Activity: Give back exactly the lines from the line that contains "Query: swan eye" to the last line of the listing below, inclusive, and no others.

Data for this exercise:
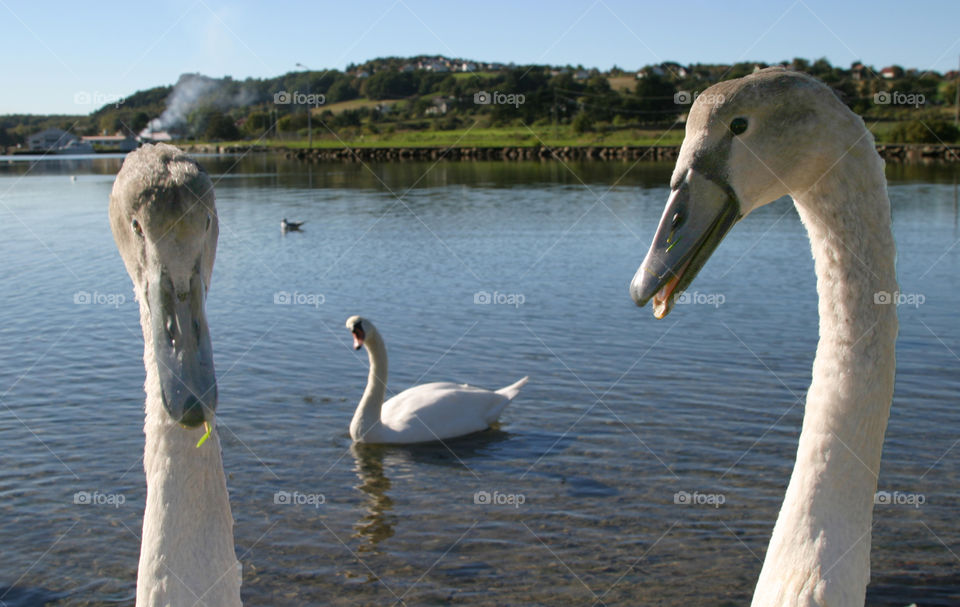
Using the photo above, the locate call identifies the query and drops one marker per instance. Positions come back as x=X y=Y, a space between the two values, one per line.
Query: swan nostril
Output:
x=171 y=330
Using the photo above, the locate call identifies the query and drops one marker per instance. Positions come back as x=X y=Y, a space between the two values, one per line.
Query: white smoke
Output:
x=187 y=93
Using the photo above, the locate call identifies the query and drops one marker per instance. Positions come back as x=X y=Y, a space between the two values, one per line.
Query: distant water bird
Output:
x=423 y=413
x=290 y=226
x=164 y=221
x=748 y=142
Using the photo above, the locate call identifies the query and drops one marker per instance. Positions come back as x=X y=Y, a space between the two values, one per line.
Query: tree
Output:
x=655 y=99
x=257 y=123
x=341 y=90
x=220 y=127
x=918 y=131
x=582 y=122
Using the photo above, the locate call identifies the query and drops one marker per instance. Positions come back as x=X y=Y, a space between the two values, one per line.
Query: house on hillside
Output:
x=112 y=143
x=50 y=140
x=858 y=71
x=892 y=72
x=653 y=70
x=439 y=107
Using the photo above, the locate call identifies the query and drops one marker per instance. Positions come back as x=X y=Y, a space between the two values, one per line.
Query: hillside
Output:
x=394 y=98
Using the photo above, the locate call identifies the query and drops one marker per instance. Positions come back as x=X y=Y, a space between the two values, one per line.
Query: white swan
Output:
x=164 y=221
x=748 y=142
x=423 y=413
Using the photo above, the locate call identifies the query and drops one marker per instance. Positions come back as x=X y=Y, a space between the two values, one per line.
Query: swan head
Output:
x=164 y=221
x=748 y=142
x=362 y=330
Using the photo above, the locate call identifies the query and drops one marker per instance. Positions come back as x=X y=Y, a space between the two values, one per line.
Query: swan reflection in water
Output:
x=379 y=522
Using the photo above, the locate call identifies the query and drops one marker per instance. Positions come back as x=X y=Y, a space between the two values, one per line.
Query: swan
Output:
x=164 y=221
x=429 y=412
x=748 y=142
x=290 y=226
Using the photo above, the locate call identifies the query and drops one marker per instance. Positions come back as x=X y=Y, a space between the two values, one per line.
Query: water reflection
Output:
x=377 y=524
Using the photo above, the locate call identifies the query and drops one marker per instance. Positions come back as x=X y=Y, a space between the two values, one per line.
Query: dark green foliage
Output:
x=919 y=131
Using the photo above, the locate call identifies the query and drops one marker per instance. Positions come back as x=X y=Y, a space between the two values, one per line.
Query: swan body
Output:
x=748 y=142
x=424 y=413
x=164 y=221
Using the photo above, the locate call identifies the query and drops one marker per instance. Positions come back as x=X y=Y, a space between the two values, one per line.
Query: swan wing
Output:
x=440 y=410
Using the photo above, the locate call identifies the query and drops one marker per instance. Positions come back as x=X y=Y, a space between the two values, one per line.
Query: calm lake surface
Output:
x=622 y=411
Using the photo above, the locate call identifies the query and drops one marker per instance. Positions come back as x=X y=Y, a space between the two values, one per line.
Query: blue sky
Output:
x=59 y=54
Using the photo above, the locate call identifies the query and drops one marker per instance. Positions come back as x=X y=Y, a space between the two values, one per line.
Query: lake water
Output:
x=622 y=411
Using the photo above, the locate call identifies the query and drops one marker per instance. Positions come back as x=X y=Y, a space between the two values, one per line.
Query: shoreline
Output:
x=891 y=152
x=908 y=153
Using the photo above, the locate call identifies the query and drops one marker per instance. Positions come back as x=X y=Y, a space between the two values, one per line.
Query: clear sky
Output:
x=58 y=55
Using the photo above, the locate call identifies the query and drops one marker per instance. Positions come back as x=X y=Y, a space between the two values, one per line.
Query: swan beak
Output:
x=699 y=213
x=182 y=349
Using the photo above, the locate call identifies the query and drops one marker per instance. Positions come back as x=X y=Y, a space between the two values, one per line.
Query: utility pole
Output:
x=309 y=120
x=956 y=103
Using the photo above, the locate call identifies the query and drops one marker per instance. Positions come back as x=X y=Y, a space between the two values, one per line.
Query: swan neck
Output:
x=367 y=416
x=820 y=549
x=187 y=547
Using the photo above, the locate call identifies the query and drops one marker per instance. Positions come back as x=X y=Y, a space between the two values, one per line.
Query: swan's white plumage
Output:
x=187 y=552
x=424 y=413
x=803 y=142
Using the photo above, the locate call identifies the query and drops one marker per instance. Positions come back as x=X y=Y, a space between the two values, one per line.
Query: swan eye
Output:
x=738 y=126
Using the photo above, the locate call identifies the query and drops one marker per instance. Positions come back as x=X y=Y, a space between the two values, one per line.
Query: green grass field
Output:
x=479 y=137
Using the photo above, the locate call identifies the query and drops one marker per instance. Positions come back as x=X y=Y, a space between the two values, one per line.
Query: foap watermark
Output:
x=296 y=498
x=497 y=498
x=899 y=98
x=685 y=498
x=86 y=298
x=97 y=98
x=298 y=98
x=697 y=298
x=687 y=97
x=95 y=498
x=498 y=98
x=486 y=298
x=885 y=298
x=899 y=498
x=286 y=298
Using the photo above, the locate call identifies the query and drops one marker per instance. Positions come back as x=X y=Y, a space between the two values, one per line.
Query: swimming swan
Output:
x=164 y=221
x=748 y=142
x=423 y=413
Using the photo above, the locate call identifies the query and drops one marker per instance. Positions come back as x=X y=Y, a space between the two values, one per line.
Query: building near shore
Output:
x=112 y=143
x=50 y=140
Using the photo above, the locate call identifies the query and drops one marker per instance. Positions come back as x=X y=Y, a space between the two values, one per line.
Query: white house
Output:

Expected output:
Query: swan eye
Output:
x=738 y=126
Using the photo above, the locate call identifies the query and drops one marker per instance. Positions come back as x=X y=Y, a space between the two values, one per line.
Query: green grass field
Output:
x=479 y=137
Using the photo above, the locate call identifies the query and drops one marker per instance. Positions come back as x=X y=Y, a space between the two values, one per line.
Query: foap watermark
Output:
x=296 y=498
x=497 y=498
x=899 y=98
x=685 y=498
x=86 y=298
x=97 y=98
x=298 y=98
x=697 y=298
x=687 y=97
x=95 y=498
x=498 y=98
x=486 y=298
x=885 y=298
x=899 y=498
x=286 y=298
Using the photo above, the locate call identifies the query and drops one marker per instance. Positions come back as x=X y=Y, a space between the two values, one per line.
Query: swimming swan
Output:
x=164 y=221
x=748 y=142
x=423 y=413
Using the photo above, the locate call identifies the query and drops one marker per instance. Positions come back as x=X y=Y, a space between the two values, one per line.
Query: building near shore
Output:
x=112 y=143
x=50 y=140
Using the photo above, the locate call identifies the query and drops one marker per instance. Positions come back as x=X y=Y, a space between the two values, one per line.
Query: white house
Output:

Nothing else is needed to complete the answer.